▶ **Directions**:
Copy the entries below exactly. Images do not belong in the copy.

====== Exercise inputs ======

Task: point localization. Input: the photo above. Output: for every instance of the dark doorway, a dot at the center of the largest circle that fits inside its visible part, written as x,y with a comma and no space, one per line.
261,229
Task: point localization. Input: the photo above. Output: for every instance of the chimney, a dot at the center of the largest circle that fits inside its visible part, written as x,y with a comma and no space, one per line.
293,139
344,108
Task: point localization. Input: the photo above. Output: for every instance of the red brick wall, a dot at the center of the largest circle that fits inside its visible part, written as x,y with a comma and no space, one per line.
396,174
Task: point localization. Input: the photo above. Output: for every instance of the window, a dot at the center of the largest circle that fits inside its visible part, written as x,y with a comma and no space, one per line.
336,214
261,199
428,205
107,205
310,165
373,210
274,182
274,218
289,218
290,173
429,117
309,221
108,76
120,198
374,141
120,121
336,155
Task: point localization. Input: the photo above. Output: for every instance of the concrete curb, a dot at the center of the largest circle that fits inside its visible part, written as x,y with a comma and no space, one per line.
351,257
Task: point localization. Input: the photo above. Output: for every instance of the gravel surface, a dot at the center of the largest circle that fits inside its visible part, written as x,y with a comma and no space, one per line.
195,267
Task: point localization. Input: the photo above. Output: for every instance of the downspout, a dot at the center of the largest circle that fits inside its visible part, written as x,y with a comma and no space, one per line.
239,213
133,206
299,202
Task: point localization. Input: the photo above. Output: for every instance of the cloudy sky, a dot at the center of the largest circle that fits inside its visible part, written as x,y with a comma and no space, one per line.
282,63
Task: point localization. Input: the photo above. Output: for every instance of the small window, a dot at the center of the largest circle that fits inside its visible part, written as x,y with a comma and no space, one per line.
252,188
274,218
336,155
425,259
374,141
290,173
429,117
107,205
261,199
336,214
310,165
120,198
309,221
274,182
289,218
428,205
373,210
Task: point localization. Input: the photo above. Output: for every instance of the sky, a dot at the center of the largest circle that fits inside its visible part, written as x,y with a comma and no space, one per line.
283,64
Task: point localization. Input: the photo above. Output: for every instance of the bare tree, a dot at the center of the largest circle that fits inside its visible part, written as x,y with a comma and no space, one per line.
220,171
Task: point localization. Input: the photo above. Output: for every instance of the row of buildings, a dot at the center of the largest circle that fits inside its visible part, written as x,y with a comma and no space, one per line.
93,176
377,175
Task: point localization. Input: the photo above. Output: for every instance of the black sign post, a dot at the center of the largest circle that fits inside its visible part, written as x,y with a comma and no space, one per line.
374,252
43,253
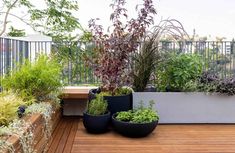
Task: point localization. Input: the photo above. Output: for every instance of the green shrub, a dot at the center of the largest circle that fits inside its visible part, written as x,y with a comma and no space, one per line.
118,92
9,104
139,115
97,106
38,79
178,72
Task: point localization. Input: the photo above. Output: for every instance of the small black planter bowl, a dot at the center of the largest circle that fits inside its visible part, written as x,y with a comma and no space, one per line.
134,130
96,124
115,103
119,103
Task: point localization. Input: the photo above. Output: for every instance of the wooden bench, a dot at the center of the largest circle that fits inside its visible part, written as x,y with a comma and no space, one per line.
75,100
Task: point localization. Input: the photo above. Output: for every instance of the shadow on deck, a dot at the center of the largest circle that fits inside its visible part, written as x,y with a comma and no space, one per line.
71,137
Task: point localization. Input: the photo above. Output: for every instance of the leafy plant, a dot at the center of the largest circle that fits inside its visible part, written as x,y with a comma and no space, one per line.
97,106
208,82
145,62
226,86
139,115
113,50
9,103
177,70
39,79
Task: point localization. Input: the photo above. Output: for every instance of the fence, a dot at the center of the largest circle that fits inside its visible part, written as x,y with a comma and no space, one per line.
218,56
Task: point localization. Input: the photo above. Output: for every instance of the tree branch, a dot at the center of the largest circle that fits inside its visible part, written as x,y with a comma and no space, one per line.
6,17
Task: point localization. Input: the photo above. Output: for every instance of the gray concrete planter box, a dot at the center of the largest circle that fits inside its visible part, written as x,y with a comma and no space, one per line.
194,107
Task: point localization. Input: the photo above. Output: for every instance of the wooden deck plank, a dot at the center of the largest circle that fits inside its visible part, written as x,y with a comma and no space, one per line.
65,136
204,138
69,143
58,134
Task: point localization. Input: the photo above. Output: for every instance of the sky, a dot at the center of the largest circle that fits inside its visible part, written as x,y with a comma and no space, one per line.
208,17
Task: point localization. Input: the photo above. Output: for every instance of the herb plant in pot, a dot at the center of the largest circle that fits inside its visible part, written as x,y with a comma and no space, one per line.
97,117
111,58
139,122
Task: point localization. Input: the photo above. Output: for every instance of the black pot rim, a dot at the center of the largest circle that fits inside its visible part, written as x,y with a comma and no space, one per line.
106,114
123,122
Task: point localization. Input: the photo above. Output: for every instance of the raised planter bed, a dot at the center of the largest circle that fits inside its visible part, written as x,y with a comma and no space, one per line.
40,142
195,107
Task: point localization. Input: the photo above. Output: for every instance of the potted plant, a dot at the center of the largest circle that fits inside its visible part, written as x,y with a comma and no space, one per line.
139,122
97,117
111,58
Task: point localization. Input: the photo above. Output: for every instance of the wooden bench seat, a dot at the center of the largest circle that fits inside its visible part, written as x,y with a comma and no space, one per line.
71,92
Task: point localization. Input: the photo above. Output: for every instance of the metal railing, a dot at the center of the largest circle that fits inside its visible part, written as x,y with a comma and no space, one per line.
217,56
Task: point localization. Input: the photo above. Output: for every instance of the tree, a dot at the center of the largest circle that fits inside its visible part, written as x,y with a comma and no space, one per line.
55,20
16,32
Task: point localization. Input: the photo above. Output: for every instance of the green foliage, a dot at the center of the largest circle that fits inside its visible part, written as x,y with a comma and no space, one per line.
38,79
9,103
97,106
139,115
16,32
177,71
56,19
118,92
145,62
125,116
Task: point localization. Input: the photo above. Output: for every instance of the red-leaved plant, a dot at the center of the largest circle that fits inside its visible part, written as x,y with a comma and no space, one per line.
113,50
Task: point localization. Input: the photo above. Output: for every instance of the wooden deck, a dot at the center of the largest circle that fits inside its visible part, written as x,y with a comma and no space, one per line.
70,136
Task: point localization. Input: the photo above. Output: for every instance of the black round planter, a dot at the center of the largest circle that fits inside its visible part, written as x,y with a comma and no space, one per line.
115,103
119,103
133,129
96,124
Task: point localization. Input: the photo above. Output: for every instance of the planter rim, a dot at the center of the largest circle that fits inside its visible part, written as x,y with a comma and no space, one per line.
119,95
113,117
107,113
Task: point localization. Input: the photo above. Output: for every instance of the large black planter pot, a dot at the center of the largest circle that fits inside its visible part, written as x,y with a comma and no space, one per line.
96,124
133,129
115,103
119,103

======

▶ **Answer**:
Task: point localization. Input: the photo above. Output: for every instance of the dark doorway, a dot at the center of the largest circle that fits inside its visible part, written as x,y with a comma and no space, one per line.
261,229
Task: point localization. Input: the photo above. Output: for every instance of the chimney, a dot at the center of the largest circle that fits inside its visible part, written as x,y with a comma and no space, one per line.
293,139
344,108
Task: point localization. Input: the photo above. Output: for every instance of the red brick wall, a dot at the center of the largest circle that fits inside its visible part, written as x,y with a comma and no space, one per line.
396,174
Task: point localization. Input: the photo above. Output: for every instance of the window, a dot at the center of the largest circle that fits inside its visible part, written as x,y with a comma and no space, one per line.
336,214
261,199
428,205
107,205
310,165
373,210
274,182
274,218
289,218
290,173
429,117
309,221
108,76
120,198
374,141
120,121
336,155
Task: point localization. Input: the photo above. Output: for every instance of the concrete curb, a dot at the center of the largest circle that fits inside its visible part, written as x,y with a comma and no space, one per line.
351,257
Task: point localization. Input: the photo above. Output: for every instance of the gravel surface, a dot at the center of the largest circle that fits inside its visible part, written as x,y with a comma and no space, one per line.
195,267
Task: point localization. Input: the photo above. Output: for every instance of the downspout, a dot at the center of the largest circle that fits inside its visible part, written as x,y with a comma and no space, one per line.
239,213
133,206
299,202
Task: point localization. Input: the photo above. Output: for every instance of the cloudy sky, a dot at the center of the largest circle that fits inside its visible part, written as x,y with a comma and no space, one per line.
282,63
Task: point localization. Input: the photo above. Output: for every instance of the small window, a dot at the center of the largest circle that fits inside its visible part, written as x,y with a comma and no space, one per line.
252,188
274,218
336,155
425,259
374,141
290,173
429,117
107,205
261,199
336,214
310,165
120,198
309,221
274,182
289,218
428,205
373,210
Task: point localization. Input: the photo above. Output: for every instance of the sky, a dot at the center of the largest circle that fits inside its visible part, written as x,y with a comma and no space, one per line.
283,64
Task: point localization. Input: the photo above. Output: for every instance of the bare tree, a dot at the center of the largest circle that fits inside its visible part, written as x,y with a comma and no space, one per line.
220,171
Task: point localization. Input: the photo above. Output: for every instance of the row of buildings, a dot at the center of the largest circle that fits inside its visible part, written as x,y with a comma and no space, one per line.
93,176
377,175
Task: point localization. Input: the photo above. Output: for every instance of the black sign post, a dot at the center of the largest circle that fits inside its visible part, written as x,y with a comma and no space, one per line.
374,252
43,253
Task: point localization. Input: the photo above. Output: for every instance of the green shrub, a dot at the center of the largest circle that fits inside its visible part, written as x,y with a comma and no space, one per line.
118,92
9,104
139,115
97,106
38,79
178,72
Task: point localization. Input: the photo above. Output: for every instance of the small black planter bowl, a dot at the center of the largest circle that fits inside its visible part, written as x,y with a comma and no space, one per line.
134,130
96,124
115,103
119,103
Task: point localization. Input: the photo above. Output: for every instance of the wooden bench, a dot at the center of the largest circle that fits inside its visible part, written as x,y with a comma and no space, one per line.
75,100
Task: point localization. Input: the photo above. Output: for every instance of the shadow on deck, a dot at the center of the largest circle that fits inside its visible part, written as x,y with a comma and no space, one per line.
71,137
Task: point localization. Input: the photo above. Output: for every instance of the leafy plant, a dot at the center of the largest circle that fits inside its visible part, written as x,y with a comma and no space, one per line.
97,106
208,82
145,62
226,86
139,115
113,50
9,103
177,70
39,79
Task: point localization. Input: the photo above. Output: for every instance of the fence, a dot at the center of the largest circle that fits inside its visible part, written as x,y with a comma and no space, one per line.
218,56
Task: point localization. Input: the photo above. Output: for every instance of the tree branch, a dot at the center of the largest circle that fits inside its visible part, written as x,y with a comma and no space, one per line.
6,17
Task: point localization. Input: the photo above. Output: for every instance of the gray concrete planter box, a dot at the center of the largest circle that fits inside its visible part, written as x,y with a comma and no space, one per line.
194,107
Task: point localization. Input: the photo above. Output: for every instance of the wooden deck plank, a dot at the center of the largest circle that fits inside its visible part, written as x,y with a comma and no space, one per line.
65,136
204,138
69,143
58,134
Task: point localization. Input: the photo above. Output: for every instance of the sky, a dot at the center of the largest circle that fits inside its visible part, written as x,y with a comma and no space, one per line.
208,17
Task: point localization. Input: the photo above. Output: for every instance of the herb plant in pot, a dot at the center of the largest circle that fits inside its visible part, written as x,y with a comma and no space, one per line.
97,117
111,58
139,122
Task: point localization. Input: the photo above. Output: for every instance of the black pot rim, a dot at the center of the largest circle that fits inside its visible part, written as x,y with a comma and no space, one per line.
106,114
123,122
Task: point localization. Input: the photo above. Output: for every instance of the raised planter bed, a dot at the center of the largest circle that fits inside its visible part, written as x,y with a comma and no space, one per line.
40,142
195,107
Task: point localization. Input: the photo above. Output: for every instance of the potted plant, a dot at the center of the largest circle that fits inside its visible part, written as x,y with a comma and no space, one per line.
139,122
97,117
111,58
Task: point localization. Input: the photo above. Output: for every instance of the wooden bench seat, a dot at the center of the largest circle that fits inside its visible part, written as x,y with a comma and no space, one per line.
71,92
Task: point localization. Input: the photo above. Output: for every instance of the metal railing, a dot at the center of the largest circle that fits inside its visible part, written as x,y with a comma and no space, one per line.
217,56
Task: point localization. Input: the photo above. Output: for every instance of the tree, a dot at the center of the largest circle that fits inside its visible part, written as x,y with a comma and no space, one per line.
55,20
16,32
Task: point localization. Input: the photo above. Output: for every instance of the green foliage, a dot at the center of the largest circle that fits inside its visible part, written as x,y with a comma and no space, one per line.
38,79
9,103
97,106
139,115
16,32
177,71
56,19
118,92
145,62
125,116
Task: point localization. Input: the photo above. Output: for every instance of the red-leaved plant, a dot at the center of the largest circle that fits inside its visible part, written as x,y with a comma and no space, one per line.
113,50
Task: point localization. Input: the photo above. Output: for every instance of the wooden deck, a dot at the center of the largest circle that fits inside its visible part, written as x,y with a comma and no space, one per line.
70,136
Task: point localization. Input: the photo above. Output: for every instance of the black round planter, a dot at the center of the largest circle that fits inside its visible part, written as x,y with a comma and no space, one per line.
115,103
119,103
133,129
96,124
Task: point localization. Input: the photo above. Output: for every instance of the planter rim, a dot at the center of the largest circle that fits inside its visible part, written as x,y with a comma and no space, one per line.
119,95
113,117
107,113
Task: point localization. Input: the photo above. Output: for every instance of the large black planter pot, a dot at the center of the largest circle that fits inside its visible part, written as x,y with a comma and no space, one per line.
96,124
133,129
115,103
119,103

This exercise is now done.